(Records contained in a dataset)
# # # #

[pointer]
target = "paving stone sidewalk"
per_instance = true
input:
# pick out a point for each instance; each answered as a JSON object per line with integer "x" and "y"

# # # #

> **Task objective**: From the data above, extract every line in its exact form.

> **Exercise answer**:
[pointer]
target = "paving stone sidewalk"
per_instance = true
input:
# pick out a point for each instance; each answered as a JSON object per line with integer "x" and "y"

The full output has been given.